__REQUIREMENT__: Reproduce the stretch of items below from the very start through the line containing "[(64, 232)]" verbatim, with both ends included. Stop after that line.

============

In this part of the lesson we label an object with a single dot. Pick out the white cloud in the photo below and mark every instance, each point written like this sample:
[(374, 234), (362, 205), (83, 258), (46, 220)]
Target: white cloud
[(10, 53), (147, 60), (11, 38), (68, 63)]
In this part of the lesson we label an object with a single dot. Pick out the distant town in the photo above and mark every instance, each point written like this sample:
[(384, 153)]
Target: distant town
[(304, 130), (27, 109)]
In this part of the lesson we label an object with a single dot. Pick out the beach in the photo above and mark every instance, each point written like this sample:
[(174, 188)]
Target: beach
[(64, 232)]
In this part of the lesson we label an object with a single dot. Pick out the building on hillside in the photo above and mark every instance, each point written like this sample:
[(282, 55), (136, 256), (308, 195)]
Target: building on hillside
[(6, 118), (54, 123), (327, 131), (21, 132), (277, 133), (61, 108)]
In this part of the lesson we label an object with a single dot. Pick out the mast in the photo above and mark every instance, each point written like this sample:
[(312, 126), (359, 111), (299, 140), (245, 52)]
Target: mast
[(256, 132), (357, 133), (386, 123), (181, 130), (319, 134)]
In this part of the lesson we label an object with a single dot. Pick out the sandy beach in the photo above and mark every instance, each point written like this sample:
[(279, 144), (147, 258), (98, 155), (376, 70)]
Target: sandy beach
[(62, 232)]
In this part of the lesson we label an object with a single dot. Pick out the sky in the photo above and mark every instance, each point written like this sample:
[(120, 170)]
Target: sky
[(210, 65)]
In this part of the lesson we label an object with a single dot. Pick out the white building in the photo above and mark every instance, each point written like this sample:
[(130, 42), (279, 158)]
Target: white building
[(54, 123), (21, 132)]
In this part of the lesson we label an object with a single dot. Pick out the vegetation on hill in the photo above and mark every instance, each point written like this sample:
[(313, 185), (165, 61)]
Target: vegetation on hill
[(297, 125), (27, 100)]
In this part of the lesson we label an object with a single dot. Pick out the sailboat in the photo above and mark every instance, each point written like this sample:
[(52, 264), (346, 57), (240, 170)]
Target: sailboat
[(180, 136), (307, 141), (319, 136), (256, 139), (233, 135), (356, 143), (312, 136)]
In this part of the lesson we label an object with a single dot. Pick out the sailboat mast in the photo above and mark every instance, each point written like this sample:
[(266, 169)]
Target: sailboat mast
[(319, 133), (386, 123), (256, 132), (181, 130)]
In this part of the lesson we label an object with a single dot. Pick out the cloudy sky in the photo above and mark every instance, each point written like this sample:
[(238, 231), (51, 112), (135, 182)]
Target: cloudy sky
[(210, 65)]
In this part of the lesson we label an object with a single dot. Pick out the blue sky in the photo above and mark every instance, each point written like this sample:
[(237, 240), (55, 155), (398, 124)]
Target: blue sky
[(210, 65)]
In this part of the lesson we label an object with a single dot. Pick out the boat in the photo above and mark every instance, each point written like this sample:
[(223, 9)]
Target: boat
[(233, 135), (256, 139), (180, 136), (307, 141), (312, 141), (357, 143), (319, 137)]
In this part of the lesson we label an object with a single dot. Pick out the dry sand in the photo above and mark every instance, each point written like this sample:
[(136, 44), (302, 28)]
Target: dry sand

============

__EXERCISE RESULT__:
In this part of the lesson we label an object with a single dot. Pick out the white cloud in the photo below and mark every instance, each point written like this sample:
[(374, 234), (362, 205), (83, 258), (46, 220)]
Target: white cloud
[(10, 53), (147, 60), (11, 38), (68, 63)]
In this part of the lesson we label an object with a single dot. Pick out the distant town in the photo above and mark every instance, each point written like this sample:
[(384, 153)]
Target: distant town
[(304, 130), (27, 109)]
In this part of the lesson we label an object with a single dot. Pick out the beach in the photo above and mark every instance, each point written like this sample:
[(174, 188)]
Target: beach
[(64, 232)]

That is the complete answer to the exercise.